* **Task instructions**
Reproduce the lines below with "Marked points" swapped for "Annotated points" throughout, changing nothing else and omitting the pictures.

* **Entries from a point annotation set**
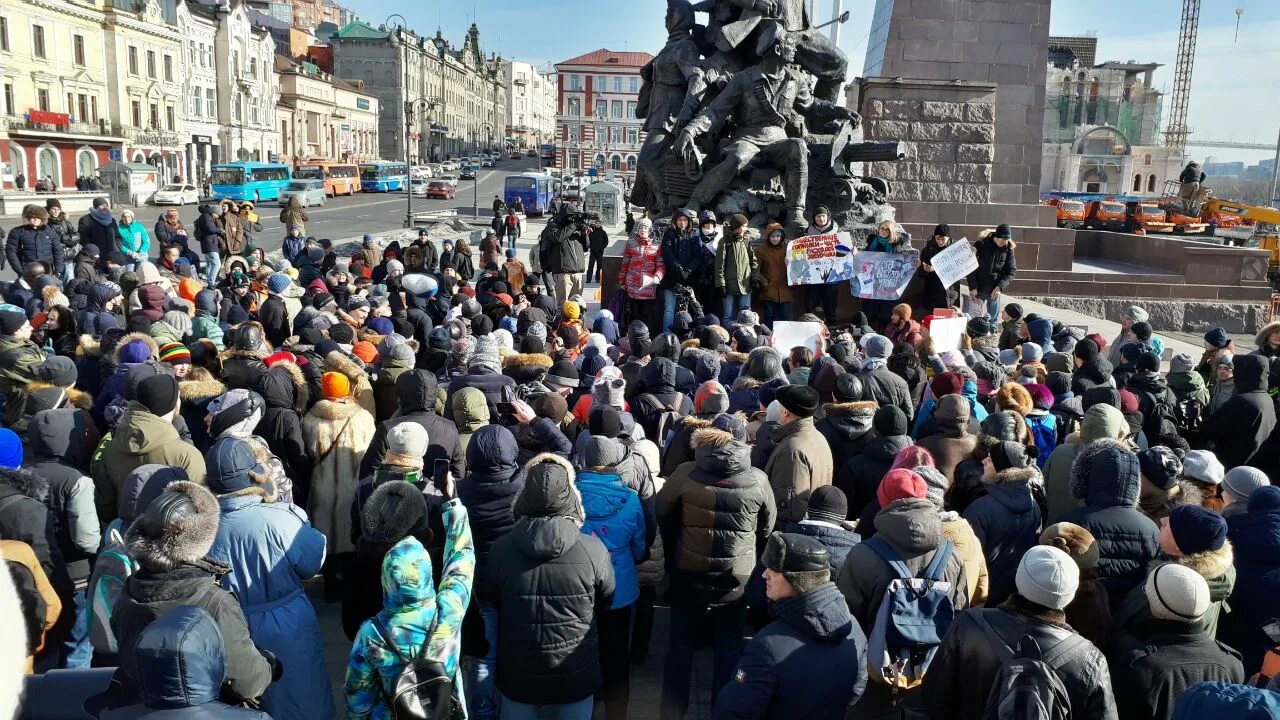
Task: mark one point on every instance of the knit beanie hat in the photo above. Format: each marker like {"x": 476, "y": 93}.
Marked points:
{"x": 1202, "y": 465}
{"x": 1075, "y": 541}
{"x": 1240, "y": 482}
{"x": 1176, "y": 592}
{"x": 803, "y": 560}
{"x": 334, "y": 386}
{"x": 830, "y": 504}
{"x": 1160, "y": 466}
{"x": 897, "y": 484}
{"x": 1048, "y": 577}
{"x": 1197, "y": 529}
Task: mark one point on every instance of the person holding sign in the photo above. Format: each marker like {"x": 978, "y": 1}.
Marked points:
{"x": 936, "y": 295}
{"x": 996, "y": 268}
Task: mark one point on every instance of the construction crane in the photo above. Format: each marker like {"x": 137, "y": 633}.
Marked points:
{"x": 1176, "y": 131}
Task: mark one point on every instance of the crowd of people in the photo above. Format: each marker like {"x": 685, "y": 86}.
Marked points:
{"x": 502, "y": 486}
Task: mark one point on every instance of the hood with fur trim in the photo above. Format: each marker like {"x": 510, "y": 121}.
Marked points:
{"x": 183, "y": 542}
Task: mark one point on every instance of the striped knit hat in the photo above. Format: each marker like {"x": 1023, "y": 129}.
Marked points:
{"x": 174, "y": 354}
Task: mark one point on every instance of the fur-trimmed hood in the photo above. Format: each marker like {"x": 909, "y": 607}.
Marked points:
{"x": 131, "y": 337}
{"x": 184, "y": 541}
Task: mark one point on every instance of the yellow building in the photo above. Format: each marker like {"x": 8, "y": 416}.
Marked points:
{"x": 55, "y": 119}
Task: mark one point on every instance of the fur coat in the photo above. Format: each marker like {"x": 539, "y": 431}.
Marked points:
{"x": 337, "y": 434}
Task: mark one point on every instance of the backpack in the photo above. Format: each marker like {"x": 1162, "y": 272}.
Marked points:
{"x": 110, "y": 572}
{"x": 659, "y": 423}
{"x": 1027, "y": 684}
{"x": 423, "y": 689}
{"x": 913, "y": 618}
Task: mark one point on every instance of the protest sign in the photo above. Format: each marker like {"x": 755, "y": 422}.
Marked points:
{"x": 955, "y": 263}
{"x": 882, "y": 276}
{"x": 787, "y": 335}
{"x": 818, "y": 259}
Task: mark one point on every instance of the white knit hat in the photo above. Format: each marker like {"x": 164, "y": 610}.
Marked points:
{"x": 1047, "y": 577}
{"x": 1176, "y": 592}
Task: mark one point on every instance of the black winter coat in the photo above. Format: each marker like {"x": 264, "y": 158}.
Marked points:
{"x": 965, "y": 665}
{"x": 1161, "y": 660}
{"x": 1238, "y": 429}
{"x": 996, "y": 267}
{"x": 416, "y": 390}
{"x": 548, "y": 580}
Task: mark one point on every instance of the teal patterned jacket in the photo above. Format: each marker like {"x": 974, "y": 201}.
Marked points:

* **Exercise result**
Task: mark one point on every instance of the knit beanie hat in the photo above. Format: each marker like {"x": 476, "y": 93}.
Annotated points:
{"x": 1202, "y": 465}
{"x": 1075, "y": 541}
{"x": 1240, "y": 482}
{"x": 1176, "y": 592}
{"x": 803, "y": 560}
{"x": 334, "y": 386}
{"x": 830, "y": 504}
{"x": 1160, "y": 466}
{"x": 897, "y": 484}
{"x": 1048, "y": 577}
{"x": 1197, "y": 529}
Task: mark one point on every instance of the person holding sign in the photo above. Format: each marker like {"x": 978, "y": 1}.
Annotated points:
{"x": 936, "y": 295}
{"x": 996, "y": 268}
Task: mark one point on every instance of the construction crane in the photo above. Format: each marker like {"x": 137, "y": 633}.
Annotated points:
{"x": 1176, "y": 131}
Task: mark one point on every instance of the crowd of people in the photo above. Format: each marker like {"x": 685, "y": 86}.
Annotated points:
{"x": 502, "y": 486}
Task: mark one point on every instance of the hood with fur trim in the photo above. Format: each marker like {"x": 510, "y": 121}.
Annotated points:
{"x": 183, "y": 542}
Task: mark one point on every instance of the striped knit hat in the photo above. Format: each marker like {"x": 1023, "y": 129}.
Annotated points:
{"x": 174, "y": 354}
Task: mark one point on every instance of the fur-trimmed hood in the photo above. Format: each marker like {"x": 909, "y": 607}.
Annotated points:
{"x": 131, "y": 337}
{"x": 184, "y": 541}
Task: mark one point on every instance of the yellow building in the photo above. Format: each marker like {"x": 8, "y": 416}.
Annotated points:
{"x": 55, "y": 119}
Task: mark one point on every instance of the fur coat in the photo above. Format: each marker like {"x": 539, "y": 431}.
Annotated points:
{"x": 337, "y": 434}
Task: mark one point on every instance of the backpack in the photo above. Format: each marker like {"x": 1162, "y": 272}.
Annotated points:
{"x": 110, "y": 572}
{"x": 659, "y": 423}
{"x": 1027, "y": 684}
{"x": 423, "y": 689}
{"x": 913, "y": 618}
Task: mark one point on every instance of the protest sign in the photo above. Format: each marker like {"x": 755, "y": 422}.
Annotated points:
{"x": 955, "y": 263}
{"x": 882, "y": 276}
{"x": 787, "y": 335}
{"x": 818, "y": 259}
Task: mark one point on every instance of the white knit hat in the photo above. Format: each marker like {"x": 164, "y": 610}.
Annotated points:
{"x": 1047, "y": 577}
{"x": 1176, "y": 592}
Task: mark one point on every instance of the black winter coat in the photo above. Format: each marker like {"x": 264, "y": 158}.
Annotated points:
{"x": 965, "y": 665}
{"x": 1161, "y": 660}
{"x": 1238, "y": 429}
{"x": 996, "y": 267}
{"x": 416, "y": 390}
{"x": 548, "y": 580}
Task: mark one point on every instance of the teal patterned jacket in the photo above. Format: each marker like {"x": 974, "y": 201}.
Annotated points:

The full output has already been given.